§ **Directions for this task**:
The answer must restate every entry below word for word.

§ **Extracted records**:
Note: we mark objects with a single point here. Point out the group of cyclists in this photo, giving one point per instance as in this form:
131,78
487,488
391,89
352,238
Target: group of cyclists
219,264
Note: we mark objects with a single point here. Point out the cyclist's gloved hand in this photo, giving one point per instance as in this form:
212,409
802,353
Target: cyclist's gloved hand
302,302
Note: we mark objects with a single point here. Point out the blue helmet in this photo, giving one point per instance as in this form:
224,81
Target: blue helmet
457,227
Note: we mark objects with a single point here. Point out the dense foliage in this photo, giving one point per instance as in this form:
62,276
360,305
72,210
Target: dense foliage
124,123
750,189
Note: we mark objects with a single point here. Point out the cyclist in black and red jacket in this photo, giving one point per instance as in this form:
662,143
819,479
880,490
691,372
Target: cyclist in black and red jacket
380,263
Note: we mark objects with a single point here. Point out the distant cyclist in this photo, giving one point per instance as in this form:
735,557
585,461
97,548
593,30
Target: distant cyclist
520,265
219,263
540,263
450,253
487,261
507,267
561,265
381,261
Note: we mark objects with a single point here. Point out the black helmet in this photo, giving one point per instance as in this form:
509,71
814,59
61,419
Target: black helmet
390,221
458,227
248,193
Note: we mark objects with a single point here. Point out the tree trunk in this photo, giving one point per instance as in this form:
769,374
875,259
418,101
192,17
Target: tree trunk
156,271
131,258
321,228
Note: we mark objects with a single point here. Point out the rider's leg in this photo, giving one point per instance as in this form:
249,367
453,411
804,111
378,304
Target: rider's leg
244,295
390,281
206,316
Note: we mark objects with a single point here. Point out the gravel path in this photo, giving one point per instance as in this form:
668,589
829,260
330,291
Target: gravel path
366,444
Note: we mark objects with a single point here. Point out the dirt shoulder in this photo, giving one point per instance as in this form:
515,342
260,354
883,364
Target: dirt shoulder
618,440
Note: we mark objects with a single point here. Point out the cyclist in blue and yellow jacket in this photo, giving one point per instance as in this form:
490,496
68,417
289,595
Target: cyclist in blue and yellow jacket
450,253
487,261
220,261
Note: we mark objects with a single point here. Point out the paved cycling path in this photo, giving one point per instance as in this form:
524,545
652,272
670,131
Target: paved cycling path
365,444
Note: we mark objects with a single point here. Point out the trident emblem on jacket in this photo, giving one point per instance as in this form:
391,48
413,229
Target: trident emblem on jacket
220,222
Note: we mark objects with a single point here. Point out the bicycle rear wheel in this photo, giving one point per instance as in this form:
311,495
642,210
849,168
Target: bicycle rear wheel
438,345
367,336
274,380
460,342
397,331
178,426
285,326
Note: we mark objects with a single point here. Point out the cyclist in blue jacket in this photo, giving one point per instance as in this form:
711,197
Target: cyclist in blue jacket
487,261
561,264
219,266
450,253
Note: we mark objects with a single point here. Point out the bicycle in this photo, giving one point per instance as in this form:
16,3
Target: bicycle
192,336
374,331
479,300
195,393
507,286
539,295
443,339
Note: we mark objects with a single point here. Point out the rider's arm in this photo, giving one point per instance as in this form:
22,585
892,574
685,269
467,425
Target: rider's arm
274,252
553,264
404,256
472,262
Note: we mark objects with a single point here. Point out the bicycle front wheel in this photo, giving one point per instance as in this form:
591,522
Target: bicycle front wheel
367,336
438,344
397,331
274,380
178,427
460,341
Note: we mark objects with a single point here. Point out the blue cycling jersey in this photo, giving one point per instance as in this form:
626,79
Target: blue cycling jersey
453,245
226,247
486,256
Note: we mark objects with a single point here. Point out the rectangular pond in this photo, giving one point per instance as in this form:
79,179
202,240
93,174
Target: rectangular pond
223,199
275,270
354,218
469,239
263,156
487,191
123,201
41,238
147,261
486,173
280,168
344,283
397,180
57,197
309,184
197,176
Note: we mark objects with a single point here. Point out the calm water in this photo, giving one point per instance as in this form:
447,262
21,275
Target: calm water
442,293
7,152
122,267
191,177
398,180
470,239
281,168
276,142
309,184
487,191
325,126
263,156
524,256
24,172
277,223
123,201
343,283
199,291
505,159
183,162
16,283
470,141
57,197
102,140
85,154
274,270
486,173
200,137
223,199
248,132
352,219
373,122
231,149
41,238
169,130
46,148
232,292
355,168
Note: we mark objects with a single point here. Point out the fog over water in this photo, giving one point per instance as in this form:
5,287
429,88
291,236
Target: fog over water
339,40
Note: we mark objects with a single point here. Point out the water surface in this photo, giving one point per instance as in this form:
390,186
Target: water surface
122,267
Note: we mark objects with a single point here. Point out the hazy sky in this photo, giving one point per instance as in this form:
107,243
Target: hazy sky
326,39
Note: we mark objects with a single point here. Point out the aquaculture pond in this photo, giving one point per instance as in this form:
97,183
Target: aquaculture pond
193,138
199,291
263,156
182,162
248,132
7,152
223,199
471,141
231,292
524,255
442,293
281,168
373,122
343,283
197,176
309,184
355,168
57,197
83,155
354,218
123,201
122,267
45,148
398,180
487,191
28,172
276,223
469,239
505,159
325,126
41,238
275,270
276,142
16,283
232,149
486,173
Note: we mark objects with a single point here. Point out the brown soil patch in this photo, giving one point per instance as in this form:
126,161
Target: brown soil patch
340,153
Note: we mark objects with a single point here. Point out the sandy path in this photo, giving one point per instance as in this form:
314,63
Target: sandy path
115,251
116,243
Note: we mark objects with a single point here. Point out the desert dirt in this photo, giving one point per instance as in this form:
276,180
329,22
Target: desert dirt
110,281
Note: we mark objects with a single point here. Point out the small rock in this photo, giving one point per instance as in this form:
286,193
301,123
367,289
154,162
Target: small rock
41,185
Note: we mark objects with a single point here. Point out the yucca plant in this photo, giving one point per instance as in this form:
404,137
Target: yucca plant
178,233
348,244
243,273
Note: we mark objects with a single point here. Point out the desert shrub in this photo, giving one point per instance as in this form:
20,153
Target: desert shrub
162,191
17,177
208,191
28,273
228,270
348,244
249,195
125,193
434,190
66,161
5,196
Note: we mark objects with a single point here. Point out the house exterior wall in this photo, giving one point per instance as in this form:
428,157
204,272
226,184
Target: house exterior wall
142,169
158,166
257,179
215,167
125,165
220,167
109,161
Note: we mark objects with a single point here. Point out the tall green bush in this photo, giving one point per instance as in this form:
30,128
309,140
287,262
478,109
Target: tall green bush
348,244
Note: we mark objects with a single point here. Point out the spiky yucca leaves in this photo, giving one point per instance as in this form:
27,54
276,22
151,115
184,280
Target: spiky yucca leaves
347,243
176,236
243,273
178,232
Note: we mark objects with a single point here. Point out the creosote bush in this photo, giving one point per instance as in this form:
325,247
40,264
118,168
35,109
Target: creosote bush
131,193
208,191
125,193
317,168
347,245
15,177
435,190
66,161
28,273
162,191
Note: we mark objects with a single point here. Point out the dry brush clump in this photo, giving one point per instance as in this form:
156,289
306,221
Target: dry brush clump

§ **Solution to the exercise**:
Note: we mark objects with a single point here. Point out the group of cyclists in this photo, giving one point per instance as in this form:
131,78
487,488
391,89
352,238
Target: group of cyclists
219,264
Note: we mark objects with a single point here. Point out the cyclist's gloved hand in this photo, giving one point per instance as in this form:
212,409
802,353
Target: cyclist's gloved hand
302,302
Note: we mark objects with a single point here. Point out the blue helmet in this photo, giving one point per instance as in this form:
224,81
Target: blue helmet
457,227
Note: we mark objects with a single point here. Point out the dense foliage in this photo, giving one point per instance as in this form:
62,276
360,305
72,210
Target: dense foliage
124,123
750,189
Note: we mark objects with a single point here. Point out the cyclist in black and red jacket in this photo, giving one point per instance as in this form:
662,143
819,479
880,490
691,372
Target: cyclist in black and red jacket
380,263
Note: we mark objects with a single point here. Point out the distant cyclist in this photo, giving one point per instance as in this form:
735,557
585,461
97,548
593,30
Target: distant cyclist
520,265
219,263
540,263
450,253
487,261
507,267
561,265
381,261
Note: we mark objects with a single point here. Point out the black helmet in this photo, giving one point per instance as in this form:
509,71
814,59
61,419
Target: black helmet
390,221
458,227
248,193
Note: we mark objects with a single point here. Point out the tree trunk in this photo, giving one point per instance as in this form:
769,374
875,259
418,101
192,17
Target: tree trunk
156,271
131,258
321,228
Note: we mark objects with a single point here. Point out the rider's leg in this photo, giving one point per instance as in this form:
249,367
453,411
804,111
378,304
Target: rider's leg
244,295
390,281
206,316
Note: we mark objects with a single point here. Point out the gravel path in this photo, giving one point per instance as in this form:
668,589
829,260
330,291
Target: gravel path
366,444
Note: we mark objects with a single point here. Point out the dirt shoulder in this photo, giving one point per instance as in this form:
515,342
260,354
883,364
Target: dirt shoulder
618,440
Note: we mark objects with a single point here. Point out the cyclist in blue and yellow jacket in this photo, giving one point per instance as in this form:
490,496
68,417
289,595
Target: cyclist in blue and yellow jacket
450,253
487,261
220,261
Note: we mark objects with a single point here. Point out the paved cycling path in this photo, giving one point per instance as in this form:
524,545
652,272
670,131
Target: paved cycling path
365,444
Note: we mark objects with a single point here. Point out the trident emblem on jacket in this photo, giving one point per instance as in this form:
391,48
413,229
Target: trident emblem on jacket
220,222
Note: we mark objects with a single point here. Point out the bicycle rear wheel in this photo, giving one point per instance as in this form:
311,495
642,210
849,168
Target: bicycle rear wheel
438,345
367,336
274,380
460,342
397,331
178,426
285,326
Note: we mark objects with a single point here. Point out the cyclist in blue jacket in this photo, giving one point per instance as in this form:
711,197
Target: cyclist in blue jacket
487,261
561,264
219,266
450,253
Note: we mark objects with a single point here. Point out the bicycle in this photo, giving one point per instance as in this form:
16,3
Target: bicycle
192,336
374,331
479,300
195,393
507,286
539,295
443,339
Note: we mark objects with a single point here. Point out the rider's arm in this photo, giving one point per instance as in this form:
22,585
892,574
685,269
467,425
Target: rider's arm
274,252
553,264
404,256
472,262
Note: we mark objects with a single point here. Point out the bicycle front wheel in this photo, giving one point per instance as in this form:
591,522
Target: bicycle front wheel
367,336
438,344
397,331
274,380
178,427
460,341
Note: we mark objects with a single point here. Point out the blue cycling jersey in this photo, giving one point per instance as in this form:
626,79
Target: blue cycling jersey
453,245
226,247
486,256
Note: we mark objects with a single point here. Point out the rectangular pond in this photo, giving one point per instance as in this form:
79,179
202,240
93,174
Target: rectangular pond
223,199
275,270
354,218
469,239
263,156
487,191
123,201
41,238
147,261
486,173
280,168
344,283
397,180
57,197
309,184
197,176
Note: we mark objects with a single point here. Point out the calm water in this photo, giving one point per instance as in this form:
447,262
21,275
Target: calm water
442,293
7,152
122,267
191,177
398,180
470,239
281,168
276,142
309,184
487,191
325,126
263,156
524,256
24,172
277,223
123,201
343,283
199,291
505,159
183,162
16,283
470,141
57,197
102,140
85,154
274,270
486,173
200,137
223,199
248,132
352,219
373,122
231,149
41,238
169,130
46,148
232,292
355,168
Note: we mark objects with a single point here. Point out the fog over water in this photo, giving one point per instance as in this form:
5,287
429,88
291,236
Target: fog over water
339,40
Note: we mark objects with a single point here. Point out the water surface in this photo, giving one point per instance as in this form:
390,186
Target: water surface
122,267
Note: we mark objects with a single point here. Point out the hazy sky in this photo, giving one point per instance as in this form:
107,243
Target: hazy sky
326,39
Note: we mark objects with a single point here. Point out the aquaculture pond in this photo, giving one point per instance as in this form:
97,183
Target: aquaculture pond
193,138
199,291
263,156
182,162
248,132
7,152
223,199
471,141
231,292
524,255
442,293
281,168
373,122
343,283
197,176
309,184
355,168
57,197
83,155
354,218
123,201
122,267
45,148
398,180
487,191
28,172
276,223
469,239
505,159
325,126
41,238
275,270
276,142
16,283
232,149
486,173
Note: we mark objects with a single point here. Point out the brown soil patch in this photo, giving one point per instance as in this form:
126,161
Target: brown soil patch
340,153
Note: we mark objects with a single point here. Point out the sandy path in this photo, giving one point per instance as in this form:
314,63
Target: sandy path
115,251
116,243
Note: we mark objects with a single point here. Point out the desert dirt in this photo, giving one point per instance as in this form:
276,180
329,22
Target: desert dirt
110,281
Note: we mark objects with a single point here. Point out the small rock in this photo, giving one point per instance as in this form:
286,193
301,123
367,289
154,162
Target: small rock
41,185
Note: we mark objects with a single point here. Point out the yucca plant in this photo, giving one point per instance as in this form:
404,137
Target: yucca plant
178,233
348,244
243,273
Note: we mark objects with a single point here. Point out the desert shrub in this photo, giving one point per instance as in this form:
20,153
Target: desert shrub
162,191
17,177
208,191
28,273
228,270
348,244
249,195
125,193
434,190
66,161
5,196
Note: we mark objects with a single point here. Point out the house exterior wall in this photo, giving one point per instance as in this form:
428,157
204,272
226,184
Target: house exterior wall
142,169
158,166
257,179
215,167
125,165
220,167
109,161
Note: we mark objects with a single point here. Point out the tall green bush in this photo, giving one point per instance as in this form:
30,128
309,140
287,262
478,109
Target: tall green bush
348,244
Note: we mark objects with a single point here. Point out the spiky yucca leaves in this photo, giving one point per instance as in this form:
27,54
276,22
151,115
184,280
Target: spiky yucca leaves
347,243
176,236
243,273
178,232
Note: we mark objects with a single point here. Point out the creosote bush in this photo, giving one point per instance as in this form:
325,247
40,264
118,168
35,109
Target: creosote bush
131,193
208,191
125,193
317,168
347,245
15,177
435,190
66,161
28,273
162,191
Note: we mark objects with a single point here. Point out the dry brush clump in this photo, giving one point per instance as in this form:
156,289
306,221
Target: dry brush clump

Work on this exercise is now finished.